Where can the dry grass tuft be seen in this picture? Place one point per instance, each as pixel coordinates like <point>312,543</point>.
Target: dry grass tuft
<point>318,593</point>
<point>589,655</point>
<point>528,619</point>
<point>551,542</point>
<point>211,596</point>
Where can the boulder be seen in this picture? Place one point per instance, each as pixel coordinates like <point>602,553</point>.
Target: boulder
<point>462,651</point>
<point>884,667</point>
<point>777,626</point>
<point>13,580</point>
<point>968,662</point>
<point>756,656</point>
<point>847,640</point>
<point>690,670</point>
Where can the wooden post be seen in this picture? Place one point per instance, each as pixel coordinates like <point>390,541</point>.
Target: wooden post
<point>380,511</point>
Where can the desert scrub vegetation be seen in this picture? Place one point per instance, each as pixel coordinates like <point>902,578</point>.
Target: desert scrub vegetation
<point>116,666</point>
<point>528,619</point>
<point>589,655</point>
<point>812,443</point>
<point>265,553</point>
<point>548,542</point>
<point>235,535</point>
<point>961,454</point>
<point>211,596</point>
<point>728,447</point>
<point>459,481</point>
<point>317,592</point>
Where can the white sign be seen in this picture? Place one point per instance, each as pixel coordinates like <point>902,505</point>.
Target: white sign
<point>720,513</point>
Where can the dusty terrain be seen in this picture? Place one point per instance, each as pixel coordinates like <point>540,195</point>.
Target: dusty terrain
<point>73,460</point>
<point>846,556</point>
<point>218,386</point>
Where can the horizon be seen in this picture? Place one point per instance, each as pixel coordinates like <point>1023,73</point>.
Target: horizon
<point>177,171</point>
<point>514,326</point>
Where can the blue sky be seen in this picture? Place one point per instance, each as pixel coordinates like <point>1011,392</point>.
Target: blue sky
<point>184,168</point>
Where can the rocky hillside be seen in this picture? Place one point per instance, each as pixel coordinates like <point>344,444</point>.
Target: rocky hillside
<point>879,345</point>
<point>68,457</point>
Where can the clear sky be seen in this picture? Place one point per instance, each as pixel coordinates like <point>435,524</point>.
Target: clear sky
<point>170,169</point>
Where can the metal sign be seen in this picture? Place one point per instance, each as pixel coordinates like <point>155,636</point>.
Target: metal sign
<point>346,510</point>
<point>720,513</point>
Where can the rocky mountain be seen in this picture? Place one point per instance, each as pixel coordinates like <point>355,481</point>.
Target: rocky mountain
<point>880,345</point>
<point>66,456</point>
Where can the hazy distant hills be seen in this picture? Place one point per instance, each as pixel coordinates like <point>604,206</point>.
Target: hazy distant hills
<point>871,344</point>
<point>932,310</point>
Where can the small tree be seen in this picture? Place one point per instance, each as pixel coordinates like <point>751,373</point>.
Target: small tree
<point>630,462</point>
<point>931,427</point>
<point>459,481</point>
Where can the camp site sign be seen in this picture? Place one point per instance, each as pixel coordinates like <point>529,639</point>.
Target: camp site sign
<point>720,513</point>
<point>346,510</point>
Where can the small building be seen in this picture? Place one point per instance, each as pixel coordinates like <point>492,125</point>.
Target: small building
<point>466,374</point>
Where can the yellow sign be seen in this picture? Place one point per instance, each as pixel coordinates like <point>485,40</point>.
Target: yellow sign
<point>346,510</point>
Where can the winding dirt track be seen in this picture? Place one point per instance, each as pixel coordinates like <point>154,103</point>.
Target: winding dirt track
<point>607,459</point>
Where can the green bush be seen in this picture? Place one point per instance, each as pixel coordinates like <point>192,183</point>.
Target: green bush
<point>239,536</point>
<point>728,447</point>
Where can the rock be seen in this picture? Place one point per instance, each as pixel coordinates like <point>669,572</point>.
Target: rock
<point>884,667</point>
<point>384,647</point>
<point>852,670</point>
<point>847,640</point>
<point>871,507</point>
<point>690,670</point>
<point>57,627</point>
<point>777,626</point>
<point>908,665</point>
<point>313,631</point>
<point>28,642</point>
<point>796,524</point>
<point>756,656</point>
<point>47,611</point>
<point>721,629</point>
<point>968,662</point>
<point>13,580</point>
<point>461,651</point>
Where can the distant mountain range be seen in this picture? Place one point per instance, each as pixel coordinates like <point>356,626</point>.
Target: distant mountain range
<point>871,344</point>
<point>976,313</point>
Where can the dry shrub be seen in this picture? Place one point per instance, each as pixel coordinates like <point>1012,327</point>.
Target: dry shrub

-=-=-

» Exercise:
Take the lines above from the one containing "Target: dry grass tuft" to the one containing "Where can the white" and retype them exactly, both ends included, with nothing added.

» Solution:
Target: dry grass tuft
<point>318,593</point>
<point>589,655</point>
<point>528,619</point>
<point>551,542</point>
<point>211,596</point>
Where can the boulder be seen in this picture? Place one point per instance, each as pixel coordinates like <point>602,553</point>.
Target: boulder
<point>462,651</point>
<point>884,667</point>
<point>777,626</point>
<point>13,580</point>
<point>968,662</point>
<point>756,656</point>
<point>847,640</point>
<point>690,670</point>
Where can the wooden post be seen in this picture? Place one point per instance, each as pixel coordinates like <point>390,541</point>.
Target: wooden post
<point>380,511</point>
Where can the desert scrub vegetation be seen in this picture? Place one point per instance, each as pixel coordinates like <point>902,578</point>.
Target: desert scrub vegetation
<point>116,666</point>
<point>528,619</point>
<point>589,655</point>
<point>812,443</point>
<point>265,553</point>
<point>548,542</point>
<point>235,535</point>
<point>961,454</point>
<point>211,596</point>
<point>728,447</point>
<point>459,481</point>
<point>317,592</point>
Where can the white sign be seen in this picture? Place one point per instance, each as pixel coordinates like <point>902,505</point>.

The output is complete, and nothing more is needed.